**Aim of the exercise**
Find every line in the material below that contains the string "green", matching case exactly, and copy each such line in full.

(Data listing)

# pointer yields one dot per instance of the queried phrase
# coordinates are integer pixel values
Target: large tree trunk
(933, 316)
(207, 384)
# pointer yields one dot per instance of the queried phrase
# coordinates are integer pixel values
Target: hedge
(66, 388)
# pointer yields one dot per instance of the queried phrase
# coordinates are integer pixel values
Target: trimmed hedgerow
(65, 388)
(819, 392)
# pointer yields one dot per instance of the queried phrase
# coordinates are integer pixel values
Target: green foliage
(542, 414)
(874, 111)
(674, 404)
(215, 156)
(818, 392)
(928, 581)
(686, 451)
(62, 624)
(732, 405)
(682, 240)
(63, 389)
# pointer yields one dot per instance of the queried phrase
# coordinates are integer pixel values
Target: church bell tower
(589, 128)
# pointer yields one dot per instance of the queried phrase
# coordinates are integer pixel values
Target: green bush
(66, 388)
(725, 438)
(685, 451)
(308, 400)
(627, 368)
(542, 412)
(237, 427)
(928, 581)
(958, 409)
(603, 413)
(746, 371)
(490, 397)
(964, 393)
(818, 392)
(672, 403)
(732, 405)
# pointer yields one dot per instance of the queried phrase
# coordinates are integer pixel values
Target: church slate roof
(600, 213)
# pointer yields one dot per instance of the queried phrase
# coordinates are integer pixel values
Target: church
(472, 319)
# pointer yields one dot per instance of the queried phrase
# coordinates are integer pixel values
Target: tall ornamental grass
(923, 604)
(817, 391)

**Written response**
Target: green foliage
Target: green bush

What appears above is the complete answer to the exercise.